__RECORDS FOR THE EXERCISE__.
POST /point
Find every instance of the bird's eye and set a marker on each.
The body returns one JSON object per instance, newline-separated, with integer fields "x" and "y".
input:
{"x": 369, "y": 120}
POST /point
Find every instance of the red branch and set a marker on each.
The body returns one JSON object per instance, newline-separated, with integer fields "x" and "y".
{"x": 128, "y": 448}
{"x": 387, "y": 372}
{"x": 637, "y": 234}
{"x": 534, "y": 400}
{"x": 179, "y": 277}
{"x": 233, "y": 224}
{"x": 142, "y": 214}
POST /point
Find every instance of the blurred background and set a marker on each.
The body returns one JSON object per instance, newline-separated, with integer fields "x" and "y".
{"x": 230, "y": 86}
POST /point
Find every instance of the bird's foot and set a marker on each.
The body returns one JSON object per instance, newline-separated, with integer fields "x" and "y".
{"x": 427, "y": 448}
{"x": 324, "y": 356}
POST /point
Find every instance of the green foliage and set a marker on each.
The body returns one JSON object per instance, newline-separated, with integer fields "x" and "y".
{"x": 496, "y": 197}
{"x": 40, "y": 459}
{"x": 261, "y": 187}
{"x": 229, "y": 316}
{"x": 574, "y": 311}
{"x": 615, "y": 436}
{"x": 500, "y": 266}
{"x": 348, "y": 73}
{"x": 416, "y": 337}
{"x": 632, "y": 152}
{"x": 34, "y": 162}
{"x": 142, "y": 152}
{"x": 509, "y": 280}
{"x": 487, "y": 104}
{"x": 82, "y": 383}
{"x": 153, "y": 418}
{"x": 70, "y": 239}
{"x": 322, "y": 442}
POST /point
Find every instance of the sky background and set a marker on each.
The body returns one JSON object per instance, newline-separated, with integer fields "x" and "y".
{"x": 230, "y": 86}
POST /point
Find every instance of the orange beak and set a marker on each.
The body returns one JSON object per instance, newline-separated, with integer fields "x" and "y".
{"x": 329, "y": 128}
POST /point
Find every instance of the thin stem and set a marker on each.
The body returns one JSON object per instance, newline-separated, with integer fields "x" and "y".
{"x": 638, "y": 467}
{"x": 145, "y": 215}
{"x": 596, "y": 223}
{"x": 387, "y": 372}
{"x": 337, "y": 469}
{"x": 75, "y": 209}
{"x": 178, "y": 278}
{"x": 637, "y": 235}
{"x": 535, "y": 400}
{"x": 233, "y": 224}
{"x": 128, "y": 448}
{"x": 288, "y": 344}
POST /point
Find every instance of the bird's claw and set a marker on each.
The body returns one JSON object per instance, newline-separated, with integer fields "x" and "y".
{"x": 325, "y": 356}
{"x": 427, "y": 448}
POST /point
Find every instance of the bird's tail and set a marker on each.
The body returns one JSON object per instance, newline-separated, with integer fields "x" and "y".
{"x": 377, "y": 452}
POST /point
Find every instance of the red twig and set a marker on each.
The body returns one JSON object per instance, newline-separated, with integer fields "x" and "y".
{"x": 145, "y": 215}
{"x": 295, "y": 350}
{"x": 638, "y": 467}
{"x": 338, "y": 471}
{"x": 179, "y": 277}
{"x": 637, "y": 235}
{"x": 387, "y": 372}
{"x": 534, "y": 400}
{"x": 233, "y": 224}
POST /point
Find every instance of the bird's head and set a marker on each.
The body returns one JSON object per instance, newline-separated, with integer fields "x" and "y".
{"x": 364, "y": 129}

__SET TASK__.
Copy each record from above without leaving any out.

__RESPONSE BELOW__.
POST /point
Find every instance of the bird's eye and set a marker on each.
The body returns one JSON object per instance, newline-separated, with integer fields "x" and "y".
input:
{"x": 369, "y": 120}
POST /point
Find every instance of the red branch and set a marker on each.
The body returns one JSON object per instance, newline-separated, with integer fields "x" and "y".
{"x": 128, "y": 448}
{"x": 387, "y": 372}
{"x": 637, "y": 234}
{"x": 534, "y": 400}
{"x": 179, "y": 277}
{"x": 233, "y": 224}
{"x": 142, "y": 214}
POST /point
Find every instance of the blurred background and set a marker on each.
The body returns one JSON object per instance, newline-separated, with integer fields "x" and "y".
{"x": 230, "y": 86}
POST /point
Find every instance of the bird's foot and set a marker on each.
The body returns one JSON object per instance, newline-separated, with integer fields "x" and "y".
{"x": 427, "y": 448}
{"x": 324, "y": 356}
POST /point
Find every instance of the green foliage and set a marker on each.
The body returns one JSON object per instance, newline-separated, with integer fields "x" and "y".
{"x": 496, "y": 197}
{"x": 40, "y": 459}
{"x": 261, "y": 187}
{"x": 229, "y": 316}
{"x": 574, "y": 311}
{"x": 615, "y": 436}
{"x": 500, "y": 266}
{"x": 348, "y": 73}
{"x": 416, "y": 337}
{"x": 632, "y": 152}
{"x": 34, "y": 162}
{"x": 142, "y": 152}
{"x": 509, "y": 280}
{"x": 487, "y": 104}
{"x": 82, "y": 383}
{"x": 153, "y": 418}
{"x": 70, "y": 239}
{"x": 322, "y": 442}
POST /point
Find every instance of the sky background and set a marker on each.
The body returns one JSON object per instance, newline-separated, with integer fields "x" and "y".
{"x": 230, "y": 86}
POST /point
Find every instance of the orange beak and set a marker on each.
The body returns one JSON object per instance, newline-separated, with integer fields "x" and "y".
{"x": 329, "y": 128}
POST /point
Find every instance of the thin stem and set a marker on each.
The body returns one JSON object per instance, newline-separated, with integer fields "x" and "y".
{"x": 638, "y": 467}
{"x": 145, "y": 215}
{"x": 596, "y": 223}
{"x": 387, "y": 372}
{"x": 337, "y": 469}
{"x": 75, "y": 209}
{"x": 178, "y": 278}
{"x": 637, "y": 235}
{"x": 535, "y": 400}
{"x": 233, "y": 224}
{"x": 128, "y": 448}
{"x": 288, "y": 344}
POST /point
Find every instance of the bird's claw and set a marker on each.
The body returns one JSON object per instance, newline-separated, with integer fields "x" and "y".
{"x": 325, "y": 356}
{"x": 427, "y": 448}
POST /point
Find every instance of the bird's tail and set a marker on each.
The body returns one JSON object per instance, newline-separated, with integer fields "x" and "y".
{"x": 377, "y": 452}
POST /point
Find every instance of the red twig and set a marker on each.
The body returns one JSON object per instance, newline-separated, with integer fields "x" and "y".
{"x": 145, "y": 215}
{"x": 295, "y": 350}
{"x": 638, "y": 467}
{"x": 338, "y": 471}
{"x": 179, "y": 277}
{"x": 637, "y": 235}
{"x": 387, "y": 372}
{"x": 534, "y": 400}
{"x": 233, "y": 224}
POST /point
Find every instance of the bird's head and set a marker on each.
The body returns one JSON object per instance, newline-separated, with integer fields "x" and "y".
{"x": 364, "y": 129}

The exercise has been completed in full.